··· Podany tekst ···
Nie potrafimy dokładnie skojarzyć ale wydaje nam się, że podobny pomnik stoi w Polsce. Gdzieś to już widzieliśmy…
Tu sprawa jest prostsza. Te same kolory, podobny budynek , praktycznie to samo logo i czcionka… hmm... „Kopiuj – wklej” Galeria Mokotów w Warszawie. Globalizacja pełną parą.
Lokalne jedzenie. Mititei - rumuńskie kiełbaski to tradycyjne danie z grilla. Słowo „mititei” w rumuńskim oznacza "małe rzeczy". Rolka mięsa mielonego składa się z mieszanki wołowiny, jagnięciny i wieprzowiny oraz przypraw takich jak czosnek, pieprz, tymianek, kolendra, anyż, cząber i czasem papryka. Mititei jest serwowane w towarzystwie musztardy i piwa. Danie bardzo popularne w Rumunii.
Podpowiedź dla zmotoryzowanych. Czasem paliwo na stacjach jest tak marne, że samochód traci połowę mocy. Po przetestowaniu kilku różnych stacji paliw pierwsze miejsce zajął Petrom. Generalnie tankowanie gdzie indziej nie ma sensu.
Żegnamy Rumunię. Będziemy tęsknić. To naprawdę ciekawy kraj. Pełen kontrastów i wciąż jeszcze nie zbyt dotknięty korporacjonizmem. Nie da się tego prosto opisać ale mieliśmy wrażenie, że panuje tam pewna swoboda w życiu i kontaktach z ludźmi, której u nas już nie ma. W Polsce jesteśmy zabiegani, zestresowani i zmęczeni. Rumunia przypomniała nam, że kiedyś żyliśmy inaczej. Tylko już o tym zapomnieliśmy…
Węgry – czyli kraj dziwnych i kiepskich dróg. Przynajmniej jeśli chodzi o nasze doświadczenia.
Kilka kilometrów od granicy pierwszy korek na trasie. Pierwszy w ogóle podczas całej wyprawy. Ponad godzina stania w miejscu.
Dotarliśmy do Budapesztu. Miasto bardzo przypomina mam Czeską Pragę i Polski Wrocław. Na ulicach panuje spory ruch i kręci się masa ludzi. Trafiliśmy tu na tzw. długi weekend. Nadchodzą problemy z noclegiem…
Trzeba przyznać, że Budapeszt jest trochę brudnym miastem. Na ulicach minęliśmy całkiem sporo bezdomnych.
Zupełnie przez przypadek wdrapaliśmy się samochodem na dach z parkingiem. Mała panorama dachów Budapesztu.
Uliczki w Budapeszcie bywają wąskie – mają za to swój urok.
Kręcąc się po mieście w poszukiwaniu noclegów mijamy parę siedzącą na moście.
Trochę się tego nie spodziewaliśmy – po 2 godzinach szukania noclegu w Budapeszcie zdecydowaliśmy się pojechać do Bratysławy. Wszystko było zajęte. Od drogich 5 gwiazdkowych hoteli, do których nie chciano nas wpuścić (widać nie wyglądaliśmy zbyt reprezentatywnie), po tanie hostele. Długi weekend – brak miejsc. Zdecydowaliśmy, że skoro Bratysława jest tylko 2 godziny jazdy od Budapesztu to spróbujemy tam.
···
Zadanie a → Przetłumacz na angielski zdanie z relacji z podróży: „Mititei jest serwowane w towarzystwie musztardy i piwa.”
Relacja z podróży i wiersze danych nie mają ze sobą związku.
··· Dane ···
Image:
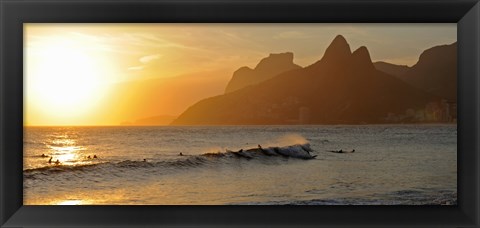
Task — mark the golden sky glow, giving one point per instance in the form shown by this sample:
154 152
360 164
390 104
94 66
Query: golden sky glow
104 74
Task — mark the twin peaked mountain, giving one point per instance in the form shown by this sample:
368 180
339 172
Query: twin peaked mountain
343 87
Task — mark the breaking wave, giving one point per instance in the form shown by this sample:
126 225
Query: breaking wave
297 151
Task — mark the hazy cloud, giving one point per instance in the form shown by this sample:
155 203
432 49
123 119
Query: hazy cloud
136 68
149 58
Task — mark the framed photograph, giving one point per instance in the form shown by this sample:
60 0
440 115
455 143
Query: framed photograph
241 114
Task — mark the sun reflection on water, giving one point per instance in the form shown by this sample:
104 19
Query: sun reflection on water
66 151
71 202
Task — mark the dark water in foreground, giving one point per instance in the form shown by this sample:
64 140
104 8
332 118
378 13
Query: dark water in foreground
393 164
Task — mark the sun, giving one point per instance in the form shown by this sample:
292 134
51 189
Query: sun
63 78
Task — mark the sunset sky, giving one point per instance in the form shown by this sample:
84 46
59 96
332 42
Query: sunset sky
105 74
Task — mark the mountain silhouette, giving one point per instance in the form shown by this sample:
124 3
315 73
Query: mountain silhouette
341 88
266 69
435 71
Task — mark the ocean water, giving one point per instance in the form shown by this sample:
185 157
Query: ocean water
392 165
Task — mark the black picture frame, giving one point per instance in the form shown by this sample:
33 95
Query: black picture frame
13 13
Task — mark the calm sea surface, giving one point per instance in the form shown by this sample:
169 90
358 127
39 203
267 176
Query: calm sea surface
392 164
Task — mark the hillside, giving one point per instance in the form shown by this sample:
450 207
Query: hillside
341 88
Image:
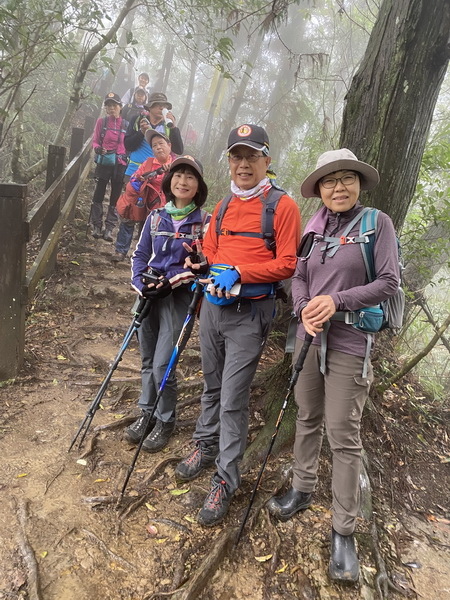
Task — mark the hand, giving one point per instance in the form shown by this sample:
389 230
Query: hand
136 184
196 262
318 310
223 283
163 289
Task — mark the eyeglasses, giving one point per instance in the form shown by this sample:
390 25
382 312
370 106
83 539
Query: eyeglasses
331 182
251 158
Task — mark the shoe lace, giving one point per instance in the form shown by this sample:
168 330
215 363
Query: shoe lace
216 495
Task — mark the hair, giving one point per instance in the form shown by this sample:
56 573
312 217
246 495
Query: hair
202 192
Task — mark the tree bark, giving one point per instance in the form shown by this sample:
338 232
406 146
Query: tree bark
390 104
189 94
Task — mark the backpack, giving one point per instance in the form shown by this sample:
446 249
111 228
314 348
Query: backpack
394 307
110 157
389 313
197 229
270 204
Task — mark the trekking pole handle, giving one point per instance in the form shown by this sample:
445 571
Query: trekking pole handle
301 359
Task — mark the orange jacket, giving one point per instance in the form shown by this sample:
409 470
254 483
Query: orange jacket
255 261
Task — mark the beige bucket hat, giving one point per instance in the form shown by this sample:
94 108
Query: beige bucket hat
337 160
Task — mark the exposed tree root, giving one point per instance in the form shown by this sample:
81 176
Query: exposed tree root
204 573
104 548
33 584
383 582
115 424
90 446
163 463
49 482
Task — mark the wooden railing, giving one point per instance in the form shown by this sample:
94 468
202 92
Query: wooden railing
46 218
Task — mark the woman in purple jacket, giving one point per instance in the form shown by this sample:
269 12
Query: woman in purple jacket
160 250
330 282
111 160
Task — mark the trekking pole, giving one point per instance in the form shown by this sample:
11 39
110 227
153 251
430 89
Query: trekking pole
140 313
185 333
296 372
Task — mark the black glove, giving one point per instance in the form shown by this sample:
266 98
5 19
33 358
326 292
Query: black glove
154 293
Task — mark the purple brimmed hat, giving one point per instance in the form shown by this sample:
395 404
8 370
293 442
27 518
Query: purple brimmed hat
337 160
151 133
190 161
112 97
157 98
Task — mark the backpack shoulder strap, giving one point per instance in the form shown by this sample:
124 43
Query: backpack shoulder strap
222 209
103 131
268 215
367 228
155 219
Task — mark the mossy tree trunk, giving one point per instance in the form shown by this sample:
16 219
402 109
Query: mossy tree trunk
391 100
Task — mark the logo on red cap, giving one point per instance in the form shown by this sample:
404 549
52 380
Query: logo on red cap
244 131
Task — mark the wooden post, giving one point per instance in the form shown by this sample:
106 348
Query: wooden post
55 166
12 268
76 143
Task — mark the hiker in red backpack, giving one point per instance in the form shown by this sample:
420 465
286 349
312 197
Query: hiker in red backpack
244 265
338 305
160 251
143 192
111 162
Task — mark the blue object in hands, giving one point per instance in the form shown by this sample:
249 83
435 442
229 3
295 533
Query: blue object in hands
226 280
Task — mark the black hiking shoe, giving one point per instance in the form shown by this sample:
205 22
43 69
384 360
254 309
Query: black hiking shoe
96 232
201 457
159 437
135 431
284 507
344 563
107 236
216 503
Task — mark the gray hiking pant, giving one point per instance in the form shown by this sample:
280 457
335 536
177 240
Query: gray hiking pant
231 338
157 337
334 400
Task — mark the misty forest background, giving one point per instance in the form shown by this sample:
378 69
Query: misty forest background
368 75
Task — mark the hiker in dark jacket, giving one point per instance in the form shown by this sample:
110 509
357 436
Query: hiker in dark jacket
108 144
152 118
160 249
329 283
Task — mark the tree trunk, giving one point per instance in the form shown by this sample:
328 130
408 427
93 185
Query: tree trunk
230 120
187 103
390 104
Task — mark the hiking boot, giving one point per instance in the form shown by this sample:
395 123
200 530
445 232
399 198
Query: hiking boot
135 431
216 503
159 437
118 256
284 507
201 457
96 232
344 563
···
Zadanie b → Wybierz i przepisz wszystkie wiersze danych, w których występuje słowo „peaked”.

Poprawna odpowiedź a → Mititei is served with mustard and beer.

Poprawna odpowiedź b →
Task — mark the twin peaked mountain, giving one point per instance in the form shown by this sample:
Query: twin peaked mountain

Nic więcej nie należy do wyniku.